▶ EXTRAIT ÉTUDIÉ:
..........

Photo : Christian Dresse.
Cette « création » marseillaise en version de concert était d'autant plus attendue que, depuis la mémorable production de l'Opéra de Paris en 1983, il n y avait pas eu en France d'occasion d'entendre ce Moïse et Pharaon, second opéra parisien de Rossini et ultime étape du compositeur vers le grand opéra. En outre, la totalité du plateau étant résolument francophone à l'exception d'Ildar Abdrazakov et de Sonia Ganassi, venue à la rescousse de Mariella Devia ayant déclaré forfait, la curiosité était grande de savoir s'il existait dans l'Hexagone des chanteurs capables de rendre justice à l'exigeante écriture du Rossini « français », subtil mélange de déclamation lyrique et de bel canto adapté à notre langue.

..........

▶ SECTION DES DONNÉES:
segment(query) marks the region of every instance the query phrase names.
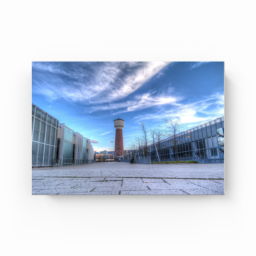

..........

▶ TRAVAIL DEMANDÉ:
(1) Réécrivez sous forme de liste le paragraphe de l'extrait sur Moïse et Pharaon qui commence par « Cette « création » marseillaise », en conservant ses informations principales.
(2) Poursuivez l'extrait sur Moïse et Pharaon à la suite de sa dernière phrase.

▶ RÉPONSES PROPOSÉES:
(1)
- Marseille présente Moïse et Pharaon de Rossini en version de concert, une « création » très attendue.
- Aucune occasion d'entendre cette œuvre en France ne s'était présentée depuis la production de l'Opéra de Paris en 1983.
- Il s'agit du second opéra parisien de Rossini et de sa dernière étape vers le grand opéra.
- La distribution est francophone, à l'exception d'Ildar Abdrazakov et de Sonia Ganassi. Cette dernière remplace Mariella Devia, qui a déclaré forfait.
- On se demande si des chanteurs français peuvent servir l'écriture exigeante du Rossini « français », mêlant déclamation lyrique et bel canto adapté au français.

(2)
A l'arrivée, si la distribution ne déçoit pas complètement, elle laisse souvent à désirer en termes de style ou de moyens – selon les individus – et la soirée reste surtout dominée par les performances des deux « étrangers », seuls véritables spécialistes de ce répertoire. S'il n'a pas le charisme et la subtilité de ses illustres prédécesseurs, Samuel Ramey ou Michele Pertusi, le Moïse d'Ildar Abdrazakov, à la voix typiquement slave, est d'une étoffe somptueuse. Le style est parfaitement maîtrisé et, n'étaient une tendance à forcer sur l'autorité du personnage et quelques approximations dans la prononciation du français, regrettables à ce niveau d'excellence, le chanteur s'affirme comme un authentique titulaire d'un rôle qu'il incarne depuis plus de dix ans. On doit à Sonia Ganassi, dans le rôle de Sinaïde, un des grands moments de la soirée. La mezzo italienne, qui s'est frottée par ailleurs aux rôles écrits pour la Colbran – notamment celui d'Elcia dans Mosè auquel est emprunté son grand air avec chœurs qui conclut le deuxième acte –, s'y révèle d'une virtuosité et d'une bravoure électrisantes, malgré les difficultés d'une prosodie pour le moins compliquée, et chacune de ses interventions dans les ensembles est une leçon de projection.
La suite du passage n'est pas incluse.